### WHAT YOU ARE ASKED TO DO
Whenever a line below includes the string "phrase", show it.

[Saved data entries]
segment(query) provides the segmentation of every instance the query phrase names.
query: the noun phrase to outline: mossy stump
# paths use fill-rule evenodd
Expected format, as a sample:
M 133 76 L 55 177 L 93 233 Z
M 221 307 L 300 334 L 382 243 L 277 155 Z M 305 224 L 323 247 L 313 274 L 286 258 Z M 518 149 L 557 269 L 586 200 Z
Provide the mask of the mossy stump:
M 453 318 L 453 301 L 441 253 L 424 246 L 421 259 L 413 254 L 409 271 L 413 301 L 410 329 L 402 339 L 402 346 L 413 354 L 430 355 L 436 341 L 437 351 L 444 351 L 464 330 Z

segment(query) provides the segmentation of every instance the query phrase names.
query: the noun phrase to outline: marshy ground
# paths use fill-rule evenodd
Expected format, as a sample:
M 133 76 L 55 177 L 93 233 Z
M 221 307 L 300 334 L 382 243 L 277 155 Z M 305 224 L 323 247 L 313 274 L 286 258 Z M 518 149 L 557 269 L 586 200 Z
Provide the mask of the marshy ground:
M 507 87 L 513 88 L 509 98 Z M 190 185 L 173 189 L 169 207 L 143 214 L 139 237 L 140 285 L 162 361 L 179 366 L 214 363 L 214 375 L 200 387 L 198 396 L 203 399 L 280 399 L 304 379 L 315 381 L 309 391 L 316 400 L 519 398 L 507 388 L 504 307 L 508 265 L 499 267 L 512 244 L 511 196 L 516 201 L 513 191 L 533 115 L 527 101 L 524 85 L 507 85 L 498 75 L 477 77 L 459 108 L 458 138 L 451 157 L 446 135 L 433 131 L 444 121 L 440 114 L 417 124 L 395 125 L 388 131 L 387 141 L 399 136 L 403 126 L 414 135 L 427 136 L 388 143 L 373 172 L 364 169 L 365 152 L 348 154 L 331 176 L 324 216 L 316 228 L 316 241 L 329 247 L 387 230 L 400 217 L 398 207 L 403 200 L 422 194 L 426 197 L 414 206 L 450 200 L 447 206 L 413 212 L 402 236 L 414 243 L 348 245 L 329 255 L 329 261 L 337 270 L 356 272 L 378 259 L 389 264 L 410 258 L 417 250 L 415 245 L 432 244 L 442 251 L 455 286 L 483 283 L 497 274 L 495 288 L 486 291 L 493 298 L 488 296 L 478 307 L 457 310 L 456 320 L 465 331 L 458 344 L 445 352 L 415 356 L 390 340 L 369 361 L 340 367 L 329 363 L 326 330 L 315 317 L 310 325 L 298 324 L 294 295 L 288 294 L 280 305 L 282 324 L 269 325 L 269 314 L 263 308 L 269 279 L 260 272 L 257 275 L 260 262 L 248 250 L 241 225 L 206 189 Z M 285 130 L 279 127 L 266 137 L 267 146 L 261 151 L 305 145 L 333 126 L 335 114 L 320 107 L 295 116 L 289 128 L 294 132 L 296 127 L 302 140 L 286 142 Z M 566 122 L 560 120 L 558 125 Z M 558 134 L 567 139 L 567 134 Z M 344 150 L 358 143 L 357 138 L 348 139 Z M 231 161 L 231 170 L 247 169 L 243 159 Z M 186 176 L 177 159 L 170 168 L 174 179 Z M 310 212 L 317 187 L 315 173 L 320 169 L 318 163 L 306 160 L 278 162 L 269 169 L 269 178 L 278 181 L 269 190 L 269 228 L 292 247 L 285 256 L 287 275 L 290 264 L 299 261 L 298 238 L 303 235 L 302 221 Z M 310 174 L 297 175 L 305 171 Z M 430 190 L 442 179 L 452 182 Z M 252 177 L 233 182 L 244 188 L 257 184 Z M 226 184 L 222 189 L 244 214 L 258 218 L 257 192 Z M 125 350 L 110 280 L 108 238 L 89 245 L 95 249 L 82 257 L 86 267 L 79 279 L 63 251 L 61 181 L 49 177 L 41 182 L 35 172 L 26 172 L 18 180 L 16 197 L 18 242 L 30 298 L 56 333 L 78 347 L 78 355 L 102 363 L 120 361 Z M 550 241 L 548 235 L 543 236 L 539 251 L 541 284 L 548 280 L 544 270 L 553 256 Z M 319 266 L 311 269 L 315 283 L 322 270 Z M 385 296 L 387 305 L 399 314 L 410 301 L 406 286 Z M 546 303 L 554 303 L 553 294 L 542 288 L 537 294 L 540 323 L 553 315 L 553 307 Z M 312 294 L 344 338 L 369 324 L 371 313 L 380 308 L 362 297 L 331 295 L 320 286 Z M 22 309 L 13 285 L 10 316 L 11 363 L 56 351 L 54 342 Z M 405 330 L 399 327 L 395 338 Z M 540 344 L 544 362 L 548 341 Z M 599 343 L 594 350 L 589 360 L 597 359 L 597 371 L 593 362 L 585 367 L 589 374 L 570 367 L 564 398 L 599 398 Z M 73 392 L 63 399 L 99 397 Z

### ANSWER TO THIS EXERCISE
segment(query) provides the segmentation of every instance the query phrase names.
query: the noun phrase to outline: mossy stump
segment(query) provides the segmentation of every instance the query phrase names.
query: the noun phrase to outline: marshy ground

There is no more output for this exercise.